____ Given entries

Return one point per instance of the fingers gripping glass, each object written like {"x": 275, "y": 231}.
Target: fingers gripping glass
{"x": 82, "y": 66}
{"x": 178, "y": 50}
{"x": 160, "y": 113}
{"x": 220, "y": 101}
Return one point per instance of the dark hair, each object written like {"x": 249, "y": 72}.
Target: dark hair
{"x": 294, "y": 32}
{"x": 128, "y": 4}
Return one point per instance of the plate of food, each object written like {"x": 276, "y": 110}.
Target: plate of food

________
____ Given entries

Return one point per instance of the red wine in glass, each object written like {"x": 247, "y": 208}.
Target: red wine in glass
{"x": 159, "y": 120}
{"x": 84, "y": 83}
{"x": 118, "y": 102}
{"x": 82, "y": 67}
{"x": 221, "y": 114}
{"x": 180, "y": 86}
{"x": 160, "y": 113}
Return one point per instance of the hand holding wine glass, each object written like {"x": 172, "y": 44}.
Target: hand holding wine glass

________
____ Given entries

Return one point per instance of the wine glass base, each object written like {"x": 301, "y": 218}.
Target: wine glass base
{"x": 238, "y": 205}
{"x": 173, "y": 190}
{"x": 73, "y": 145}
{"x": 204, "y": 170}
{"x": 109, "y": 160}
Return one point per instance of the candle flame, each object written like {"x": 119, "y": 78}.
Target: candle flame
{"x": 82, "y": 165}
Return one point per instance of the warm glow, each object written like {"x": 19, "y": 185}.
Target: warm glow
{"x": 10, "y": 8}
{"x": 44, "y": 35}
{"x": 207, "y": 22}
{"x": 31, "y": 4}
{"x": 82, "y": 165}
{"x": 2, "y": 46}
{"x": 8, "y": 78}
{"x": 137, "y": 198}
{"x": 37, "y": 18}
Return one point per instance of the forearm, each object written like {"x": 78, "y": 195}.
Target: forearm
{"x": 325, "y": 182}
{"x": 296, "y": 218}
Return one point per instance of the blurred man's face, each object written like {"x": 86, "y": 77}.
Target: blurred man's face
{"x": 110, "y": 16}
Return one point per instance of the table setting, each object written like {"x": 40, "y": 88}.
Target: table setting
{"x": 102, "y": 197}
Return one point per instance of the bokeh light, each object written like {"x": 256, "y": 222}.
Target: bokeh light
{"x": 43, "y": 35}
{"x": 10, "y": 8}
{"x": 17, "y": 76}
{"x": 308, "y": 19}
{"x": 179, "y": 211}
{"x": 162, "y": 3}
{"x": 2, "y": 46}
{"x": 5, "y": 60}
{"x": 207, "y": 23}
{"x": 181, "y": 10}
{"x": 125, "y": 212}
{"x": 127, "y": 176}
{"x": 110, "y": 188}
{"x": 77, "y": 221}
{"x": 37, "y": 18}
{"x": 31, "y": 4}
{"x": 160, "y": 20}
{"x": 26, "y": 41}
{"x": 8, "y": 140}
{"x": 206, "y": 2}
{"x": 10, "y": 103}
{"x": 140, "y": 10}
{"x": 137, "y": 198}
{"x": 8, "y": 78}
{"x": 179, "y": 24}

________

» Exercise prompt: Return the lines containing "food", taking each one from the listing.

» Solution:
Return one point per instance of the plate of food, each object written like {"x": 276, "y": 110}.
Target: plate of food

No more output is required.